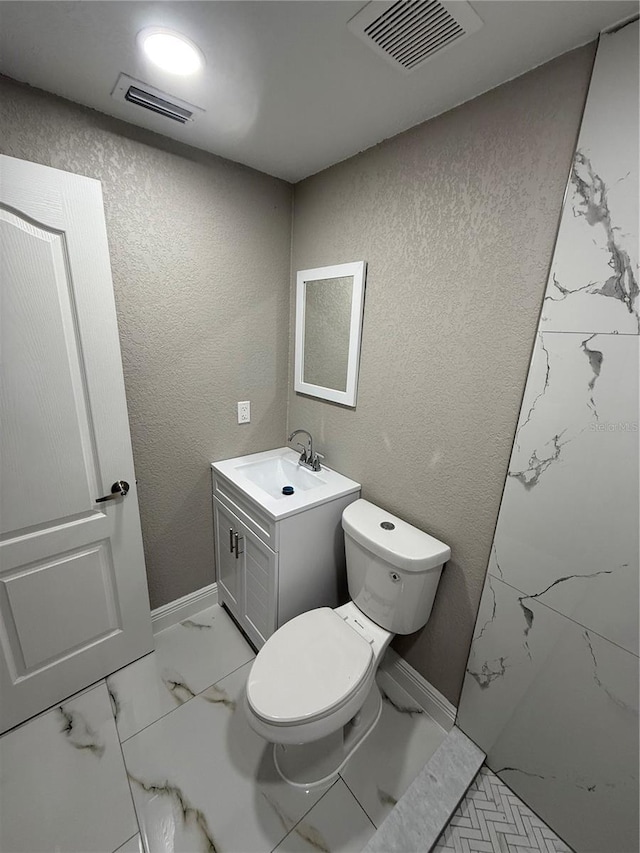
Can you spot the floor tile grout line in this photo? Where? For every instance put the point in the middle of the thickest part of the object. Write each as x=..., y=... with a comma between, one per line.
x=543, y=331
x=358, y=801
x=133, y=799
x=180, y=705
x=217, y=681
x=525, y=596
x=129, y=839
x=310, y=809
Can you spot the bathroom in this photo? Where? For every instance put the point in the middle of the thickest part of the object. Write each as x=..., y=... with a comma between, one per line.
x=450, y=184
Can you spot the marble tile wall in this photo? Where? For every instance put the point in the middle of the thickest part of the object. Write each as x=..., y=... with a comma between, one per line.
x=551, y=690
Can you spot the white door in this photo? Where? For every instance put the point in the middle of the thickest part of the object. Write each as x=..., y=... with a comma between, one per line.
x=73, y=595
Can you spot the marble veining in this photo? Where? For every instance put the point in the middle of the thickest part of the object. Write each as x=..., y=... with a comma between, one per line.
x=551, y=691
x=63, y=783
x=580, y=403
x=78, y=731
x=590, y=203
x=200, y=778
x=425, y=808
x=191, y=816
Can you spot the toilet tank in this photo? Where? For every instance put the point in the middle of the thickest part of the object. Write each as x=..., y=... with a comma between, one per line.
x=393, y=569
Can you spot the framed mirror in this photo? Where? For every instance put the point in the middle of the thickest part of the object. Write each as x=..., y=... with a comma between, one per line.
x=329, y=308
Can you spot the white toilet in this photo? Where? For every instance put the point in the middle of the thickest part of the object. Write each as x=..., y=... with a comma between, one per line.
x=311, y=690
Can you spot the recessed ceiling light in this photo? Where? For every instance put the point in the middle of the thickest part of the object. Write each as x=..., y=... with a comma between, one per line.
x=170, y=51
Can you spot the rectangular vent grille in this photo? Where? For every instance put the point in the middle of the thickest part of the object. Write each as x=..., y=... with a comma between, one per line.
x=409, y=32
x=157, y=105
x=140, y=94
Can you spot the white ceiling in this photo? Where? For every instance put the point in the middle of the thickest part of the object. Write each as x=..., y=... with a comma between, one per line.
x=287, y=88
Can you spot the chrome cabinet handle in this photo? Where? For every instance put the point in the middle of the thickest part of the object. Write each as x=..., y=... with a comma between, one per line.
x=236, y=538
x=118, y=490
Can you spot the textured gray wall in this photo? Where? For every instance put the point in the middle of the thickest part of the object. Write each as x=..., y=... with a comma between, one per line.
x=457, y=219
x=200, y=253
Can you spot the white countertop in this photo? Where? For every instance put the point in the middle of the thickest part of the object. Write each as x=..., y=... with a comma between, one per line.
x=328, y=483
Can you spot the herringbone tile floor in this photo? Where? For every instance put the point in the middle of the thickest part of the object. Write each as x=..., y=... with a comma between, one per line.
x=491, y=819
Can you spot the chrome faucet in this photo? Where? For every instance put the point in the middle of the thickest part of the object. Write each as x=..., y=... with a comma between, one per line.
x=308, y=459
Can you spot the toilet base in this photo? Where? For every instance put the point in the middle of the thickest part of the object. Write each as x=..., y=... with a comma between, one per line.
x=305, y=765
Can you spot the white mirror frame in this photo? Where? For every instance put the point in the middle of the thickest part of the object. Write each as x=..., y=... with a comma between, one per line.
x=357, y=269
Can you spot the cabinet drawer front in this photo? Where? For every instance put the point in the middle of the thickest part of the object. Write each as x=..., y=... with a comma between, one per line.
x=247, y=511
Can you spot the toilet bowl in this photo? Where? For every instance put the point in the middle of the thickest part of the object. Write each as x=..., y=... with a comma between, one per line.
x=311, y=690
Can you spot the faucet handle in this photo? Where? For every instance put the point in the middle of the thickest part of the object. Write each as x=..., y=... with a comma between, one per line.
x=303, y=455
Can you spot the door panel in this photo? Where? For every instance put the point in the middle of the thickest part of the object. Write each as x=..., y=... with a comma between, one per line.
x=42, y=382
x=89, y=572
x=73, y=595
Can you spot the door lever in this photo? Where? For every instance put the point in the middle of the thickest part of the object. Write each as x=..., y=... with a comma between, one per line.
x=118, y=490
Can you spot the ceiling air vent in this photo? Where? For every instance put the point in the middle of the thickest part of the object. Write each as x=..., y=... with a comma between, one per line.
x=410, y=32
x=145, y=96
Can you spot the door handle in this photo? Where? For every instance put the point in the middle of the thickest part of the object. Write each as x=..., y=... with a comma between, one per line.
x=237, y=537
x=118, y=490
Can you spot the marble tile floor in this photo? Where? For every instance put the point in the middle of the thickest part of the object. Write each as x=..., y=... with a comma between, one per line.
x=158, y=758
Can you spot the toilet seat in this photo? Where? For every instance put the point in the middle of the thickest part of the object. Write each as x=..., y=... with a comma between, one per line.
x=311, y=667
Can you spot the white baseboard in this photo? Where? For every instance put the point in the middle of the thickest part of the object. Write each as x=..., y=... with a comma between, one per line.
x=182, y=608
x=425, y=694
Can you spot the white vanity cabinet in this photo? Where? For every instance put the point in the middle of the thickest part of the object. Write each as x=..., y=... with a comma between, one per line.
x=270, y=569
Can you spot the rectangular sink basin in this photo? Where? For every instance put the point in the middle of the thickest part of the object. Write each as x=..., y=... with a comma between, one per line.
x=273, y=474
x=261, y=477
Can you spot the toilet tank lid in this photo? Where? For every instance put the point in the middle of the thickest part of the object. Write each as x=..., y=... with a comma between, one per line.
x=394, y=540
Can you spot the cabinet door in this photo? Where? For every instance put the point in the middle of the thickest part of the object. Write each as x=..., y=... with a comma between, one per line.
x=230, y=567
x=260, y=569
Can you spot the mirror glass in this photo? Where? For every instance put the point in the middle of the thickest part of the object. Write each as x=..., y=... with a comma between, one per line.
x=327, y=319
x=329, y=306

++++

◆ **REQUIREMENT**
Please copy the stretch of the records from the line that contains "Can you spot the textured" through the line that contains "x=357, y=269", word for word.

◆ **SOLUTION FOR THIS EXERCISE**
Can you spot the textured gray wall in this photo? Where? For every instance put the point in the middle of the thickest part of the object. Write each as x=..., y=... with a comma between, one per line.
x=457, y=219
x=200, y=253
Can you spot the white countertop in this photo? Where? For every instance put the point in the middle of the thickest part of the object. Write each as x=..., y=... with a comma between, one per line.
x=328, y=483
Can you spot the herringbone tile floor in this photo? Where? For every instance put the point in the middle of the thickest part of the object. Write each as x=..., y=... with a comma between, one per line.
x=491, y=819
Can you spot the chrome faucet in this photo? Where? For every instance put the point in the middle of the thickest part of the object. Write each as x=..., y=... with a comma between, one per line.
x=308, y=459
Can you spot the toilet base in this photo? Where? For every instance put the point in the middle of the thickest part of the object. Write each as x=..., y=... with a comma between, one per line.
x=305, y=765
Can you spot the white mirror frame in this photo? Where? For every instance put the point in the middle of the thickest part of the object. Write each as x=..., y=... with a comma between, one per line.
x=357, y=269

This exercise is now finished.